▶ **THE PROBLEM**
Continue the award summary about Wellesley College's new flow cytometer, picking up after its final sentence.

An award is made to Wellesley College to support the purchase of a new flow cytometer. The system will allow students and faculty to make highly sensitive measurements of the properties of individual cells within large populations and at multiple fluorescence wavelengths. Students and faculty will use the flow cytometer to address questions in diverse areas of scientific research, examining systems ranging from aquatic bacteria to eukaryotic cells and working in both the lab and field. Providing students the opportunity to conduct cutting-edge science using modern instrumentation is an important part of undergraduate training. As such, the flow cytometer will also be used in Wellesley's laboratory courses, providing our students with opportunities to learn about current high-throughput analytical techniques through hands-on, student-directed research projects.

[Point-per-instance localization records]
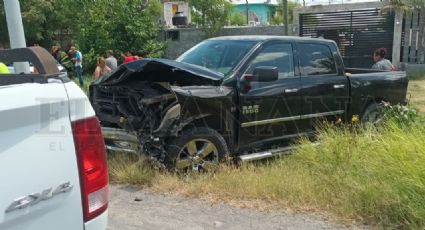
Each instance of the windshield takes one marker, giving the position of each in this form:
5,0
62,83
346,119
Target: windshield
218,55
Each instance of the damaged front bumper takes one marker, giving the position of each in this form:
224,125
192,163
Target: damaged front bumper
119,140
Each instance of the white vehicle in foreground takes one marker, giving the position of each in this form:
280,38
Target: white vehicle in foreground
53,171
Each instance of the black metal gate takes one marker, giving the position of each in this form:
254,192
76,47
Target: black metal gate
358,33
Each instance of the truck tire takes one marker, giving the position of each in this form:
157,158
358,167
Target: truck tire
373,114
198,149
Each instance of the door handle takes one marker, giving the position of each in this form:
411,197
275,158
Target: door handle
339,86
291,90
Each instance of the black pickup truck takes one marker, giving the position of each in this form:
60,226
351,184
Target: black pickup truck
241,96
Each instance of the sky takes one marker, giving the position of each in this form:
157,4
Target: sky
307,2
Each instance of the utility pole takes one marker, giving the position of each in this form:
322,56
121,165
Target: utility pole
285,16
16,31
247,12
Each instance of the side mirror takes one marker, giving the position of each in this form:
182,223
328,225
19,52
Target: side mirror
266,73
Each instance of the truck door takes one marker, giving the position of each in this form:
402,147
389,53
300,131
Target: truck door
269,111
324,88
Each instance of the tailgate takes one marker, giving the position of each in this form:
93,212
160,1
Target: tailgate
38,164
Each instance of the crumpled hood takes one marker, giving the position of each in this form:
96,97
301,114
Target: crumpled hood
156,69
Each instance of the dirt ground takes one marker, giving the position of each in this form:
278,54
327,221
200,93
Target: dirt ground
133,208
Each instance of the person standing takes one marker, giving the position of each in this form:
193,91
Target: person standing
3,68
101,68
111,61
78,60
61,57
380,62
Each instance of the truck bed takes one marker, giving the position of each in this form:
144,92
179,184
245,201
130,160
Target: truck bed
368,85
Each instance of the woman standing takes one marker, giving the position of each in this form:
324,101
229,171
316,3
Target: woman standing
101,68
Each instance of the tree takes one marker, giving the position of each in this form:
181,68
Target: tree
211,15
278,18
120,25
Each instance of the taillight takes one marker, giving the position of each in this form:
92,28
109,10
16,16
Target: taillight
93,168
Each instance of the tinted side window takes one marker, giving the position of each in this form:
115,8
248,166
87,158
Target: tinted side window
316,59
276,55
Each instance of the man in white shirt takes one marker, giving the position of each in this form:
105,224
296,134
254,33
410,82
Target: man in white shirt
78,60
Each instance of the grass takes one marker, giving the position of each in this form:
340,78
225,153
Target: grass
375,177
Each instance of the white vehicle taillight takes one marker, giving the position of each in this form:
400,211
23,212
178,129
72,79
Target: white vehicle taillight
92,164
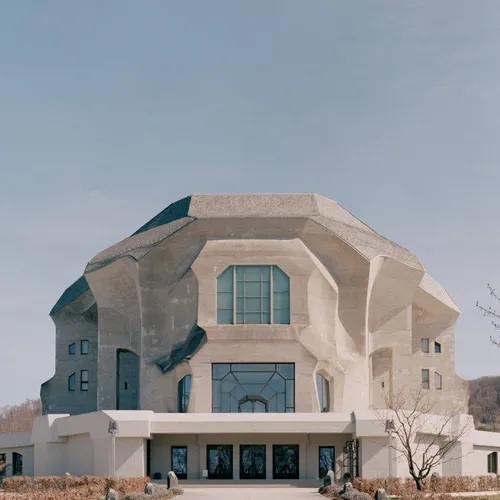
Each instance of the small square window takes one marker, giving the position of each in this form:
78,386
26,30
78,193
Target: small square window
438,381
424,345
72,382
84,380
84,347
425,379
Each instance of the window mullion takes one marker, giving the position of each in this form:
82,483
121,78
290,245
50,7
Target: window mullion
271,292
234,295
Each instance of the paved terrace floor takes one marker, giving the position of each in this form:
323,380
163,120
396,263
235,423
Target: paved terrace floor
251,493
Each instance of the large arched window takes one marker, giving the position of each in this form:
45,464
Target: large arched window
253,295
323,393
183,393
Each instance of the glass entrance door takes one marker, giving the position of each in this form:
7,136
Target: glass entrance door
220,461
286,461
179,461
326,460
252,461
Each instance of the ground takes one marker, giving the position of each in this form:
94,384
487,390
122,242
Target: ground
247,493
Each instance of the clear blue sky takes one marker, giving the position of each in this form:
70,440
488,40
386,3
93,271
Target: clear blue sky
109,111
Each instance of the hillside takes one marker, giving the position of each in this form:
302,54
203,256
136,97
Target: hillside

▶ **TASK OUTPUT**
The new flow cytometer will enable novel areas of scientific inquiry to be carried out across multiple departments at Wellesley. Researchers will use the cytometer to study a range of topics, including: extracellular vesicle-mediated interaction dynamics; the structure and abundance of microbial populations in lake ecosystems; compartment-specific redox dynamics; protein-protein interactions; mechanisms of anti-microbial peptide interactions with bacterial membranes; and ploidy discrimination studies in populations of invasive grasses. Results from the research performed with this instrumentation will be disseminated in peer-reviewed scientific journal publications and at scientific meetings.
This award reflects NSF's statutory mission and has been deemed worthy of support through evaluation using the Foundation's intellectual merit and broader impacts review criteria.